##### Source data #####

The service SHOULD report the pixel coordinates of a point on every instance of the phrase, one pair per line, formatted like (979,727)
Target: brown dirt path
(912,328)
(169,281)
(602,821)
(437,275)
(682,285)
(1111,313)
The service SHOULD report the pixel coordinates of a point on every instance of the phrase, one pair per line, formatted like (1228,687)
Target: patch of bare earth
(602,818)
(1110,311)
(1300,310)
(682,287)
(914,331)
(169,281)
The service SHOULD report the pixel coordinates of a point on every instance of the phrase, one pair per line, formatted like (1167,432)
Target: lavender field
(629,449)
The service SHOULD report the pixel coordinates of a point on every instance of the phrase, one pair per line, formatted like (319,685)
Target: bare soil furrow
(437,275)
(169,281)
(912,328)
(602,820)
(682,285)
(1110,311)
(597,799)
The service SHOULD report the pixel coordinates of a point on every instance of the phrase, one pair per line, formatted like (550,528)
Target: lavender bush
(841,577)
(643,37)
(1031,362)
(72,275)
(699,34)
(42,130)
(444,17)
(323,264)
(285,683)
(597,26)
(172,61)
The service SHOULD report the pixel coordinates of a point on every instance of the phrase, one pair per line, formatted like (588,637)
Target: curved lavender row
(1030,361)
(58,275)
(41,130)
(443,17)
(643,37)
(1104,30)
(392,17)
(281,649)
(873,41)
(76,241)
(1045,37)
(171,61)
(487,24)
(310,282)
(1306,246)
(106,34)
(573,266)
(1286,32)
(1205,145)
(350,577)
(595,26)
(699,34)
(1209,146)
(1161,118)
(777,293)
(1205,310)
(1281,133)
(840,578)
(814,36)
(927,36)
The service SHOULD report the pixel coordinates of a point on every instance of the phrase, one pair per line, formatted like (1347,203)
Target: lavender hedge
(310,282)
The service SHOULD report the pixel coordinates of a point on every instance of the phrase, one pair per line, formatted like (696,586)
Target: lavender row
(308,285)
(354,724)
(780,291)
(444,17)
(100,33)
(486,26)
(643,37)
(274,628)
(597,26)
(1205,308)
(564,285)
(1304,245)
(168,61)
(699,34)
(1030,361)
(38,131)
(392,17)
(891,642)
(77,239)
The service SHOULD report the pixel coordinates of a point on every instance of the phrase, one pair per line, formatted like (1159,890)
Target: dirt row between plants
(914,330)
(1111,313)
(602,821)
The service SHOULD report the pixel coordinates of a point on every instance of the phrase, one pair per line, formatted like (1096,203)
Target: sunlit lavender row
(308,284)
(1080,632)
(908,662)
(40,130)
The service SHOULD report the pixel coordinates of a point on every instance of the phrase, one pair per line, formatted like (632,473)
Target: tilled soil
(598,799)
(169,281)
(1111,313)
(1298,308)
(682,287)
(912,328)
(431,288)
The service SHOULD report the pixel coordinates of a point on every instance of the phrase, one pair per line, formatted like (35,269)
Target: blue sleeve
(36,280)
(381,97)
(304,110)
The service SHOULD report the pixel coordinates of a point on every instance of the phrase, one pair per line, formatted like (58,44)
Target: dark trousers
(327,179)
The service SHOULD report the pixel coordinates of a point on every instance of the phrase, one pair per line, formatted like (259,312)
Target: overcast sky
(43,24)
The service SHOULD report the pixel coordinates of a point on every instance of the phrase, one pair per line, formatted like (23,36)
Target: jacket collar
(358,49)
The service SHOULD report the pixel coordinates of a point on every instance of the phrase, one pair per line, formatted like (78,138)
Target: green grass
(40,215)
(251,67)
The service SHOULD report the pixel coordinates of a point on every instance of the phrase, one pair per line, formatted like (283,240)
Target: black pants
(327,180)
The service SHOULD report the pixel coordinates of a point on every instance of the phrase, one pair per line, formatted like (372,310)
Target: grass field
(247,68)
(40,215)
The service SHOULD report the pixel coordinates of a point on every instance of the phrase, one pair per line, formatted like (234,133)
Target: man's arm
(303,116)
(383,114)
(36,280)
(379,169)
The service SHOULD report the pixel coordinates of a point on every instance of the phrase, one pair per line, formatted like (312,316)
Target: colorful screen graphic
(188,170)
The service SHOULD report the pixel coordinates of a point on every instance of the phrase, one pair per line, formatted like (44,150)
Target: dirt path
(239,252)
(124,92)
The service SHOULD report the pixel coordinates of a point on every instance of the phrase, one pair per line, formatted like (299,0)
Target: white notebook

#####

◆ **Task objective**: Please copy every one of the records above, line for line and without changing a single character.

◆ **The reply**:
The service SHOULD report the pixel coordinates of a point on every instance of the phrase, one pair per line, formatted like (979,727)
Target: brown dirt path
(912,328)
(169,281)
(602,821)
(437,275)
(682,285)
(1111,313)
The service SHOULD report the pixel coordinates of a point on every instance of the phrase, one pair per line, formatted like (1228,687)
Target: patch of bare earth
(602,818)
(1110,311)
(1300,310)
(682,287)
(914,331)
(169,281)
The service SHOULD report the pixel coordinates of a point on every instance of the phrase, one pair per line, formatted like (1167,432)
Target: lavender field
(629,449)
The service SHOULD report the pixel coordinates of a point on every instance of the phrase, one pair per line, formatted like (319,685)
Target: bare soil furrow
(437,275)
(169,281)
(912,328)
(602,820)
(682,285)
(1110,311)
(597,799)
The service SHOULD report the pixel coordinates of a point on every instance of the phrase, one pair per line, formatted like (550,528)
Target: lavender bush
(841,577)
(643,37)
(1031,362)
(72,275)
(699,34)
(42,130)
(444,17)
(323,264)
(285,683)
(597,26)
(172,61)
The service SHOULD report the pixel coordinates of a point on every instance of the phrase, one pair per line, formatted like (588,637)
Target: curved lavender row
(1030,361)
(58,275)
(41,130)
(443,17)
(643,37)
(1104,30)
(392,17)
(281,649)
(873,41)
(76,241)
(1045,37)
(171,61)
(487,24)
(310,282)
(1306,246)
(106,34)
(573,266)
(1286,32)
(1205,145)
(350,577)
(595,26)
(699,34)
(1209,146)
(1161,118)
(777,293)
(1205,310)
(1281,133)
(840,578)
(814,36)
(927,36)
The service SHOULD report the pixel coordinates of a point on every instance of the phrase, one pair per line, formatted like (1347,203)
Target: lavender hedge
(310,282)
The service SHOULD report the pixel coordinates of a point on every instance of the phrase, one pair per line, formatted like (696,586)
Target: lavender row
(308,285)
(354,724)
(780,291)
(444,17)
(100,33)
(486,26)
(643,37)
(274,628)
(597,26)
(1205,308)
(564,285)
(1304,245)
(168,61)
(699,34)
(1030,361)
(38,131)
(392,17)
(891,642)
(77,239)
The service SHOULD report the pixel coordinates of a point on every instance of the phrase, one pair per line, formatted like (1159,890)
Target: dirt row between plants
(914,330)
(1111,313)
(602,821)
The service SHOULD report the pixel coordinates of a point on every instance of the phrase, one pair per line, formatted like (1096,203)
Target: sunlit lavender row
(308,284)
(1080,632)
(908,662)
(40,130)
The service SHOULD report the pixel coordinates of a point on every instance of the phrase, one pair per line, formatted like (632,473)
Target: tilled soil
(598,799)
(169,281)
(1111,313)
(1298,308)
(682,287)
(912,328)
(431,288)
The service SHOULD report the pixel coordinates of a point on every instance of the phrase, one pair per line, formatted like (35,269)
Target: blue sleeve
(36,280)
(381,97)
(304,110)
The service SHOULD report the pixel coordinates of a point on every instance of the phrase, one pair per line, formatted like (58,44)
Target: dark trousers
(327,179)
The service SHOULD report the pixel coordinates of a point on every instance of the phrase, one pair per line, formatted like (259,312)
Target: overcast sky
(43,24)
The service SHOULD report the pixel coordinates of a point on every instance of the phrase, one pair per line, formatted like (23,36)
Target: jacket collar
(358,49)
The service SHOULD report the pixel coordinates of a point on every instance of the phrase, one pair per line, formatted like (78,138)
Target: green grass
(40,215)
(251,67)
The service SHOULD report the pixel coordinates of a point on every instance of the phrase, one pair per line, formatted like (283,240)
Target: black pants
(327,180)
The service SHOULD report the pixel coordinates of a point on every instance of the phrase, one pair per line, formatted like (372,310)
Target: grass field
(247,68)
(40,215)
The service SHOULD report the pixel coordinates of a point on every instance of the phrase, one pair per line, formatted like (234,133)
Target: man's arm
(303,116)
(383,114)
(36,280)
(379,169)
The service SHOULD report the pixel coordinates of a point on every instance of the phrase, one pair per line, formatted like (312,316)
Target: colorful screen graphic
(188,170)
The service SHOULD report the pixel coordinates of a point on every instance of the phrase, one pair per line, formatted like (44,150)
Target: dirt path
(239,252)
(124,92)
The service SHOULD report the pixel coordinates of a point on every instance of the phrase, one pair per line, formatted like (299,0)
Target: white notebook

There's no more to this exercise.